> [DATA RECORDS]:
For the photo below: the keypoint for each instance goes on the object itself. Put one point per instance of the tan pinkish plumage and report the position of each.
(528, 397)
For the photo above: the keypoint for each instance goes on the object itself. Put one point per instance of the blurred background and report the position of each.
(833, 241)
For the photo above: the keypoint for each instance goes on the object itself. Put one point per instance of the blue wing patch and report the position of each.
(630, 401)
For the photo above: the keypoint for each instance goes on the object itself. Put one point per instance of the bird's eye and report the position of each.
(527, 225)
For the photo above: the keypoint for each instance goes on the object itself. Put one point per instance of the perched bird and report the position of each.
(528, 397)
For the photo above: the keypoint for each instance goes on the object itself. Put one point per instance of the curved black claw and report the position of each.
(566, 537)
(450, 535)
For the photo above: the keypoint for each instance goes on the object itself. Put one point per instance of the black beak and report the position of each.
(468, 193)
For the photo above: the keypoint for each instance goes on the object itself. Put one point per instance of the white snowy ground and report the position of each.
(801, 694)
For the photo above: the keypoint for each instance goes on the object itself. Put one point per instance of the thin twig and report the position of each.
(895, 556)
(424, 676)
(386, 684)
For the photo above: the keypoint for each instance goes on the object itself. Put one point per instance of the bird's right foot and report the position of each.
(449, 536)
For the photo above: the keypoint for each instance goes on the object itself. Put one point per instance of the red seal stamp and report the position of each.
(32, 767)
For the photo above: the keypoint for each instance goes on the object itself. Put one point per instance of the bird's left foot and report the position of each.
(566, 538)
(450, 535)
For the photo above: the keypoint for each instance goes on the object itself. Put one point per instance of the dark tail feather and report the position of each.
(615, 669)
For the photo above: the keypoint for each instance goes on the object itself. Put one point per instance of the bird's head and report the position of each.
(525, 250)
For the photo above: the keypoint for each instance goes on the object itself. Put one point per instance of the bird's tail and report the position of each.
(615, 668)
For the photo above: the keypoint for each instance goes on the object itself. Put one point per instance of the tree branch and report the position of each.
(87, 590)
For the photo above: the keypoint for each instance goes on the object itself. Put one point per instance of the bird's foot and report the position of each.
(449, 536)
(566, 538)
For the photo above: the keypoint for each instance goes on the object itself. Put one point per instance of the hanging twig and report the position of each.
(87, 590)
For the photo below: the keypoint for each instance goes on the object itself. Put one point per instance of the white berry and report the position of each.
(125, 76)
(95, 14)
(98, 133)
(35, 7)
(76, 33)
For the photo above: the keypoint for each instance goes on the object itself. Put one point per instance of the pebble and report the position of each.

> [PROBLEM DETAILS]: The records need to be copied exactly, with no line left out.

> [WORKED SOLUTION]:
For the photo below: the keypoint for each instance goes on the object itself. Put one point per instance of the tan pinkish plumage and report the position of each.
(528, 397)
For the photo above: the keypoint for each instance goes on the object itself. Put one point per instance of the blurred background and report the position of each.
(833, 241)
For the photo above: the keypoint for each instance goes on the object itself. Put one point per instance of the blue wing patch and report the position of each.
(630, 401)
For the photo above: the keypoint for each instance goes on the object itself. Put one point per instance of the bird's eye and report the position of each.
(527, 225)
For the photo above: the keypoint for each instance goes on the object itself. Put one point per instance of the perched bird and report the position of each.
(528, 397)
For the photo above: the keypoint for each instance goes on the object itself. Put one point per instance of the curved black claw and report the position of each.
(566, 537)
(450, 535)
For the photo above: the keypoint for each instance goes on the object itself. Put one point per instance of the black beak and report the position of each.
(468, 193)
For the photo above: the keypoint for each instance goes on the object itself. Put one point per instance of the white snowy ground and report the position of each.
(801, 694)
For the photo above: the keypoint for each instance goes on the object itself. Put one point per instance of the thin twig and report the position of each.
(895, 556)
(424, 676)
(386, 684)
For the photo above: the keypoint for each instance goes on the object itself. Put one point per instance of the bird's right foot and report the position of each.
(449, 536)
For the photo above: the keypoint for each instance goes on the object itself. Put one point per instance of the red seal stamp and report the position of each.
(32, 767)
For the photo above: the keypoint for each instance goes on the object itself. Put one point per instance of the bird's left foot and report the position of each.
(566, 538)
(450, 535)
For the photo above: the keypoint for each instance goes on the object itself. Put one point per instance of the dark tail feather and report the position of each.
(615, 669)
For the photo above: the keypoint for each instance goes on the object itself. Put one point per instance of the bird's head and report the position of each.
(525, 250)
For the photo above: the keypoint for each instance goes on the object itself. Put one point per instance of the bird's tail and report the position of each.
(615, 668)
For the photo above: the keypoint for each instance goes on the object itself. Put one point per instance of the tree branch and report the position of each.
(87, 590)
For the photo above: the keypoint for each instance goes on the object itself. Put one point per instance of the bird's foot and report the position of each.
(449, 536)
(566, 538)
For the photo above: the keypoint for each instance goes on the object itself. Put one point per instance of the hanging twig and report the position of each.
(87, 590)
For the photo below: the keypoint for each instance goes on the object itself. Put one point per instance of the white berry and report the position of each.
(125, 76)
(95, 14)
(98, 133)
(35, 7)
(76, 33)
For the photo above: the keypoint for each instance goes on the object itself. Put one point per instance of the pebble and report the position of each.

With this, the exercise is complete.